EXERCISE AIM: Please write out each of the records below line for line, with no changes.

-- BEGIN SUPPLIED MATERIAL --

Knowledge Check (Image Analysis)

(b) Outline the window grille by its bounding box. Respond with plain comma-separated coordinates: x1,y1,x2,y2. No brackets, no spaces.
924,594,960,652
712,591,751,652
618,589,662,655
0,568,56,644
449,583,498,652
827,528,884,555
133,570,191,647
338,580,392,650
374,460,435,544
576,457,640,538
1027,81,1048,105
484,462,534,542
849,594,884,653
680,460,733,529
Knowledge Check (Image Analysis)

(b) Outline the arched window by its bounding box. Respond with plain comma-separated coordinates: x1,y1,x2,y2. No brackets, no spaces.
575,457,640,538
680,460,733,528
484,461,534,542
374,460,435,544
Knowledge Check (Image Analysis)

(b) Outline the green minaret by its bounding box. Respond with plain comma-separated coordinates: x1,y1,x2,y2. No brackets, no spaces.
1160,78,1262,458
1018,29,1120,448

-- END SUPPLIED MATERIAL --

RESPONSE TO THE TASK:
Knowledge Check (Image Analysis)

(b) Outline the window grille by its bounding box. Respond with plain comma-separated coordinates: x1,y1,x2,y2. No brackets, no spaces.
924,594,960,652
712,591,751,652
618,589,662,655
0,568,56,644
449,583,498,652
827,528,884,555
133,570,191,647
338,580,392,650
374,460,435,544
576,457,640,538
1027,81,1048,105
484,462,534,542
849,594,884,653
680,460,733,529
Knowledge Check (Image Analysis)

(b) Outline the arched window by its bounding box. Respond with plain comma-separated coordinates: x1,y1,x2,y2. No brackets, no spaces.
575,457,640,538
680,460,733,528
484,461,534,542
374,460,435,544
Knowledge Check (Image Analysis)

(b) Outline the green minaret by its bounding box. Respond with plain comma-separated coordinates: x1,y1,x2,y2. No brackets, no spaces.
1160,78,1262,458
1018,29,1120,448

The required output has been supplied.